Work instruction: Where the string "thistle" appears in a line of the data, show that line.

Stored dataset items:
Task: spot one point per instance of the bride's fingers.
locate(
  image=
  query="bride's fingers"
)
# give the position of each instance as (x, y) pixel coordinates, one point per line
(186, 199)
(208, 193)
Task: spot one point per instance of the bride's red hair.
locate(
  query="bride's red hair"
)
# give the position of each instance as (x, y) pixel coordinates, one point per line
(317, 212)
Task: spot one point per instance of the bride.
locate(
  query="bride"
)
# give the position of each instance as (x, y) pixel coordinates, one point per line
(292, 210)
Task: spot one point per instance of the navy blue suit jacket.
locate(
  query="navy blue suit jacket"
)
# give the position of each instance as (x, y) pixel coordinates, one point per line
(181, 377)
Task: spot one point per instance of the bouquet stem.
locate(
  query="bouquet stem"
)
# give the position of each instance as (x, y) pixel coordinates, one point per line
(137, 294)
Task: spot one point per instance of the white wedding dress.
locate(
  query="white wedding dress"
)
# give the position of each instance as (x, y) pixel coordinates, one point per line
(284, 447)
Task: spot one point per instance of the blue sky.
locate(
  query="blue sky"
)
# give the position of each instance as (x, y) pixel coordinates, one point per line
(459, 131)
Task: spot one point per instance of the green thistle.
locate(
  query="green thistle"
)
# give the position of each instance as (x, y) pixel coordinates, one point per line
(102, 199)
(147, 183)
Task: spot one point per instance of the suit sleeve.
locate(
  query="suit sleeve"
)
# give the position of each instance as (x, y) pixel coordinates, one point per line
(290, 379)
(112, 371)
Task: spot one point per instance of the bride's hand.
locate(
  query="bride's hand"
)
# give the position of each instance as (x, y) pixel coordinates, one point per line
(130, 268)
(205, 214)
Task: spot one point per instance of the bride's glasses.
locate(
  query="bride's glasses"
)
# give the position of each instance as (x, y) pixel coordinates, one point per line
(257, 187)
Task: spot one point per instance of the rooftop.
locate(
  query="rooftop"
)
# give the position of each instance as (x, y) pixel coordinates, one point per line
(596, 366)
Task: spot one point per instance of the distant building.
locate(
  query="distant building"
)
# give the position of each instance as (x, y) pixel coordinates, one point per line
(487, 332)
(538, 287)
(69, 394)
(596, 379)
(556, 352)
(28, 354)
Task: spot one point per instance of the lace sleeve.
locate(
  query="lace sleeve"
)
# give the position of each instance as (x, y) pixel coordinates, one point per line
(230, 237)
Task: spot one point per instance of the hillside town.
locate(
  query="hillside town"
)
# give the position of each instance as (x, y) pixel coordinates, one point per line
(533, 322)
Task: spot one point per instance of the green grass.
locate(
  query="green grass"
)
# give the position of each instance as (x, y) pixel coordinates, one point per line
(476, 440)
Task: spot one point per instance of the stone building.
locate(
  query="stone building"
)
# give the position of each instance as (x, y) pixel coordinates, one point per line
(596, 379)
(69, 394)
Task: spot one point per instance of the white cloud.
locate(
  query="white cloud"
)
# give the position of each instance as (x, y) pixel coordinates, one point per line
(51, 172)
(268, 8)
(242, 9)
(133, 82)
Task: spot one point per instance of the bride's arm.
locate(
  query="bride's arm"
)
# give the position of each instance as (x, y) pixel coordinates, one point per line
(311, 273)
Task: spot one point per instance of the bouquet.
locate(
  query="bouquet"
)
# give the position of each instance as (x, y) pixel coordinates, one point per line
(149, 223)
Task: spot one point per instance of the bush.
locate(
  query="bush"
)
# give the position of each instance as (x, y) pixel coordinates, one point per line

---

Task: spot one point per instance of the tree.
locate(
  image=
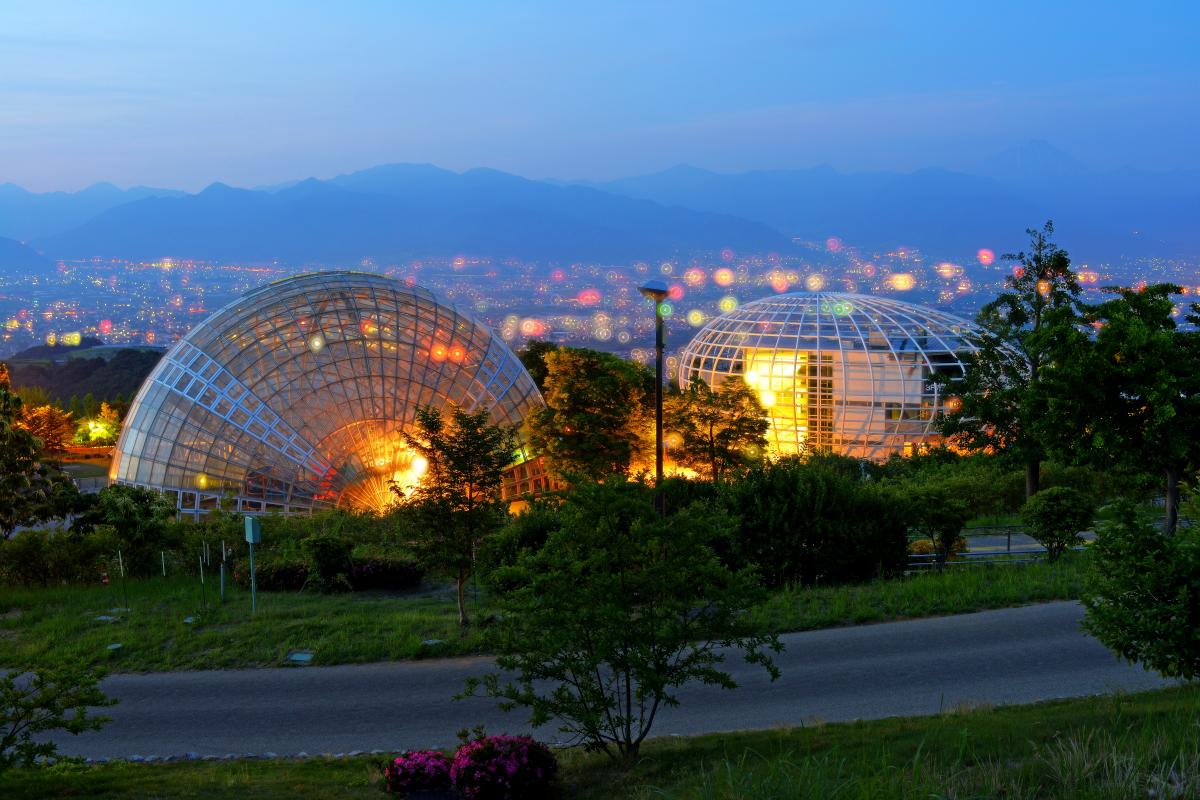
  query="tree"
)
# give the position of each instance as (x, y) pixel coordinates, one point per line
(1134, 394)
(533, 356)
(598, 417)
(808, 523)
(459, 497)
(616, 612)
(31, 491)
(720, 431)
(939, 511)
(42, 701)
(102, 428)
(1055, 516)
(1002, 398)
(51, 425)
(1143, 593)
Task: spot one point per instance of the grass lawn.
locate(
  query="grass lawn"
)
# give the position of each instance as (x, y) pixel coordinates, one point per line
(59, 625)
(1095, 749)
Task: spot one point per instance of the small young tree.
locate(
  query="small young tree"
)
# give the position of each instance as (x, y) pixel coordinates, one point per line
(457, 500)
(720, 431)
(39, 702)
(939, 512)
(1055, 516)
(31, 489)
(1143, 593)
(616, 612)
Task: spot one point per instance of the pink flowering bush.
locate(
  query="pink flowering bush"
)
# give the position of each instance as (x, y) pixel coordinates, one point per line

* * *

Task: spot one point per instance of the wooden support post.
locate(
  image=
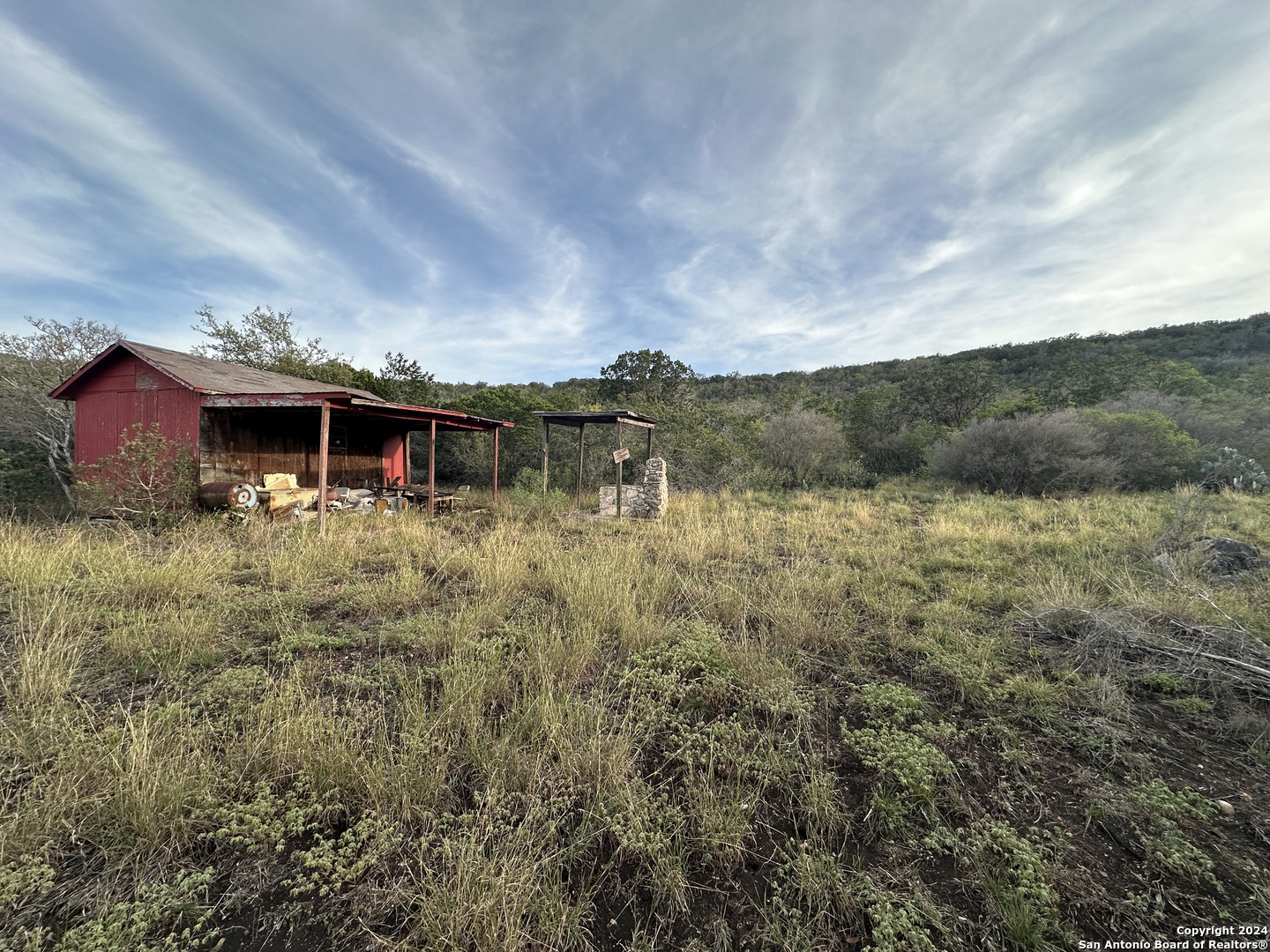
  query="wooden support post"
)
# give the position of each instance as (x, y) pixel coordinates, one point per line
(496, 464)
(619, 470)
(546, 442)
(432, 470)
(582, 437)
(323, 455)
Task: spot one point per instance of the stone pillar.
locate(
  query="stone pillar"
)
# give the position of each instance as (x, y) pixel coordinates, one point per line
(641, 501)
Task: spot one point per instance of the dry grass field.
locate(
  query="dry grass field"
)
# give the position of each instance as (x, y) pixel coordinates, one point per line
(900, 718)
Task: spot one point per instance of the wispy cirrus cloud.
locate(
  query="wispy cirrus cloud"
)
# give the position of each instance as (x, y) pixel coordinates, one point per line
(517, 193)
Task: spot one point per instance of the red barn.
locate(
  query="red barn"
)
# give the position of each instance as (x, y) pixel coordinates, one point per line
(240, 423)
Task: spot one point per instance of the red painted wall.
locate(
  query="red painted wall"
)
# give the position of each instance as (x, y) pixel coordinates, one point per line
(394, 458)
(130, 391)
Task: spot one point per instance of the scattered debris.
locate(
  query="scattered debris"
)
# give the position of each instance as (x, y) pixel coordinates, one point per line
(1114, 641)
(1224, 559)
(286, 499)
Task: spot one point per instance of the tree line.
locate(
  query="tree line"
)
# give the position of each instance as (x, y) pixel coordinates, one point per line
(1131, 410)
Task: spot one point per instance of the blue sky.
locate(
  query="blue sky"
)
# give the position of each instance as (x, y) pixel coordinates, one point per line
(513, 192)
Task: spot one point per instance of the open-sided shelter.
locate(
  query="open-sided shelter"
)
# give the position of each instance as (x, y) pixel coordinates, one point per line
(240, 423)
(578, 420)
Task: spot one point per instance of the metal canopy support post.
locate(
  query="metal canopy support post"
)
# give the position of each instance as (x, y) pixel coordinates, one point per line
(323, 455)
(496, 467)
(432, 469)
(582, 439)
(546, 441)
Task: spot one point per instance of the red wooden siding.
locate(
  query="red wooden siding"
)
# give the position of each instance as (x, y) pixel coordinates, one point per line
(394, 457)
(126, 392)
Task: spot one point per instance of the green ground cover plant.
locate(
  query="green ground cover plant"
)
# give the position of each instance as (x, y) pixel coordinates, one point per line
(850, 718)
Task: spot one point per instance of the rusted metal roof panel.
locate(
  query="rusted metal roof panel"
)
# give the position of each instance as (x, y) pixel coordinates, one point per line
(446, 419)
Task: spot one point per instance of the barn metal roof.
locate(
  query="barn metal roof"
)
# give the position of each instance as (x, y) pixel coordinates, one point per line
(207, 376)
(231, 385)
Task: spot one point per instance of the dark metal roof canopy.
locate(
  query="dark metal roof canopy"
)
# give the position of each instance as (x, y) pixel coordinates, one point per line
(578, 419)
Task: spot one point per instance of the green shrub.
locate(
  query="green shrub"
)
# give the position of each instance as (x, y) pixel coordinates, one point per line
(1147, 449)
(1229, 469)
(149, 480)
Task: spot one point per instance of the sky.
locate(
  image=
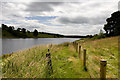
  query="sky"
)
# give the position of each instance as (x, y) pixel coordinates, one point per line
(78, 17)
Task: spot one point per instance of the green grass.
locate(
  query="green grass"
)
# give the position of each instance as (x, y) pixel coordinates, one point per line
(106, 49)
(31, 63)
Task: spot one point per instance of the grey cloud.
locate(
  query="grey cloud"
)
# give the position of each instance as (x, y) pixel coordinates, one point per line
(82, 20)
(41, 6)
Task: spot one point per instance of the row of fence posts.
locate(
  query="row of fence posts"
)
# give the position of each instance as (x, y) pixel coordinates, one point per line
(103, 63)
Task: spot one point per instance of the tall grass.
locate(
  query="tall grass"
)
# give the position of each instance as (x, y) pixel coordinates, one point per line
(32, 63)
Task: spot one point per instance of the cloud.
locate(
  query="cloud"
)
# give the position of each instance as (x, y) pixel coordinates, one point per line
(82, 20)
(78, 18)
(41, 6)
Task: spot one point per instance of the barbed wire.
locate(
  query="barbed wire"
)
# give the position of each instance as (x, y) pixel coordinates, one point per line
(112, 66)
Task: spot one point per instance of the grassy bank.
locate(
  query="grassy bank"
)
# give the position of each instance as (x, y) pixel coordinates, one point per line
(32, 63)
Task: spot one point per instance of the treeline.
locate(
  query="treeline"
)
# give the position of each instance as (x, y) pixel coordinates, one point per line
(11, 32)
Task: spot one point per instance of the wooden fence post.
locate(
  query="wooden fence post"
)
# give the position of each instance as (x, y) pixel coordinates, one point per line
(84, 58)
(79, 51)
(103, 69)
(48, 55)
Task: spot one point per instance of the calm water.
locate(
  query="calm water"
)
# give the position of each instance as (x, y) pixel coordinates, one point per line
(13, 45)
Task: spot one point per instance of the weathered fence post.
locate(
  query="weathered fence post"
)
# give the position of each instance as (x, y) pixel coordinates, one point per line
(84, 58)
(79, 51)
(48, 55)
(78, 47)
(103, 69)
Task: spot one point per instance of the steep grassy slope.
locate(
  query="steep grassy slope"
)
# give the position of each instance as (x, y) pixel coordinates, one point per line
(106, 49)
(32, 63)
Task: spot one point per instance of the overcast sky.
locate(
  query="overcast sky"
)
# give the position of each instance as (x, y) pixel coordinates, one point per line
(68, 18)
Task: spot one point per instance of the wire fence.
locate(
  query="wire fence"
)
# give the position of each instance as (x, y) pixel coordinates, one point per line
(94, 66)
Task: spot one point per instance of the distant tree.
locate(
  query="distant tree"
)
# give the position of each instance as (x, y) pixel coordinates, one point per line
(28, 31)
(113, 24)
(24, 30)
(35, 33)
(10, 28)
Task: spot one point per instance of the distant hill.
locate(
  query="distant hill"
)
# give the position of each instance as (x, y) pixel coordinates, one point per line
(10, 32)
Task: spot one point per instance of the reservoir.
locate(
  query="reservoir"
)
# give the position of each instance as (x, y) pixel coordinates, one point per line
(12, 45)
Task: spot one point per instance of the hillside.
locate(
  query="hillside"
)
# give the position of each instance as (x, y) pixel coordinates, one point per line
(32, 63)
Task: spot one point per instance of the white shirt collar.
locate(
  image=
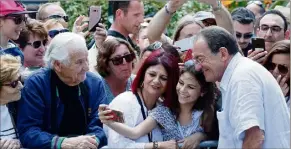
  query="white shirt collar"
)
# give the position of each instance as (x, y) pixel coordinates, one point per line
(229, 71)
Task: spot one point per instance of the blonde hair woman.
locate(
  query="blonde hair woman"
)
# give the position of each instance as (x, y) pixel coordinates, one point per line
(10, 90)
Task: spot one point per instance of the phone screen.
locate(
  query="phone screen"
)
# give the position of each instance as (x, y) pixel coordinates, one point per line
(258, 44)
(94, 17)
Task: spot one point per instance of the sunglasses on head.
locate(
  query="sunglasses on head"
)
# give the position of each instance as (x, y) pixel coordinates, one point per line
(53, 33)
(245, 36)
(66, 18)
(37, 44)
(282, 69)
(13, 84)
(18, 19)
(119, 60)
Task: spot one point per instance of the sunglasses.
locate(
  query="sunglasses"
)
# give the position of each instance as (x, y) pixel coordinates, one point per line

Answer space:
Task: spot one point per instance of the green thistle.
  query="green thistle"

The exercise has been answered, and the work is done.